§ **GIVEN PROBLEM**: Reproduce verbatim the rows that run from the line containing "the woman's thumb" through the end of the rows, both ends included.

-- begin EXCERPTED RECORDS --

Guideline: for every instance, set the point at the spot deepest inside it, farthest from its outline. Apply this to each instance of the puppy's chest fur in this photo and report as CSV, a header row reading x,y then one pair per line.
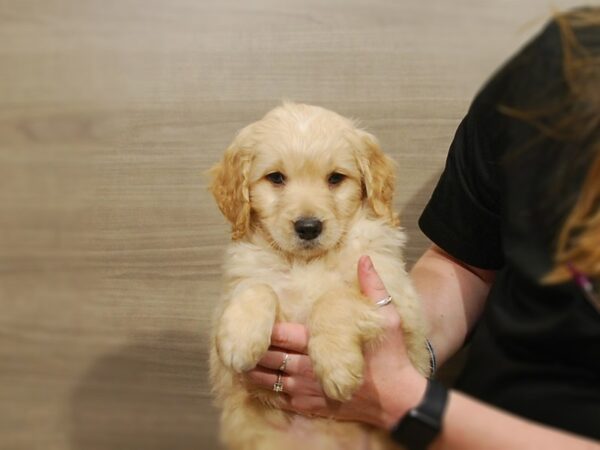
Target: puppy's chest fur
x,y
298,284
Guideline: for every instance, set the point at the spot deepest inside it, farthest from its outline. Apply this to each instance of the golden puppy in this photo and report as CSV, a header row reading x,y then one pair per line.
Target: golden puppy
x,y
307,193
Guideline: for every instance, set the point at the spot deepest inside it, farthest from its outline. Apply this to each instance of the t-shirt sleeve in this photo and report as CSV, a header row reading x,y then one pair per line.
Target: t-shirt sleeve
x,y
462,217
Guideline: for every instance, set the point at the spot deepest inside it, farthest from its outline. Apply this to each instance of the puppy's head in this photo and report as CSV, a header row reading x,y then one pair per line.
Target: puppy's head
x,y
299,176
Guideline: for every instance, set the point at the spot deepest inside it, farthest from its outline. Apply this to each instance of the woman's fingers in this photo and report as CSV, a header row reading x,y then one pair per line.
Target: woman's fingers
x,y
265,379
295,364
372,286
370,283
290,336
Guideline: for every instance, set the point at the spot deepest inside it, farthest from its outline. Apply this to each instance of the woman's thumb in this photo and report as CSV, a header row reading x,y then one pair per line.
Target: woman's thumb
x,y
369,281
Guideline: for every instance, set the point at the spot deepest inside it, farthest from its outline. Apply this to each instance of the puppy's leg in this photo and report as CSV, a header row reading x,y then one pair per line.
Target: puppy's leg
x,y
340,323
244,330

-- end EXCERPTED RECORDS --

§ **TASK ANSWER**:
Guideline: for every instance, set the point at the spot deepest inside it, farthest from its outline. Apply this to each instance of the woman's thumb in this photo and report as CSV, a header row reading x,y then one pair per line.
Target: woman's thumb
x,y
369,281
Guideline: for every instance, set the point at the spot deepest inside it, farthest from its outline. Apply this to each instance of the puppy's leg in this photo and report as CSV, a header row reading x,y then one pair per line.
Target: puppy's leg
x,y
340,323
244,330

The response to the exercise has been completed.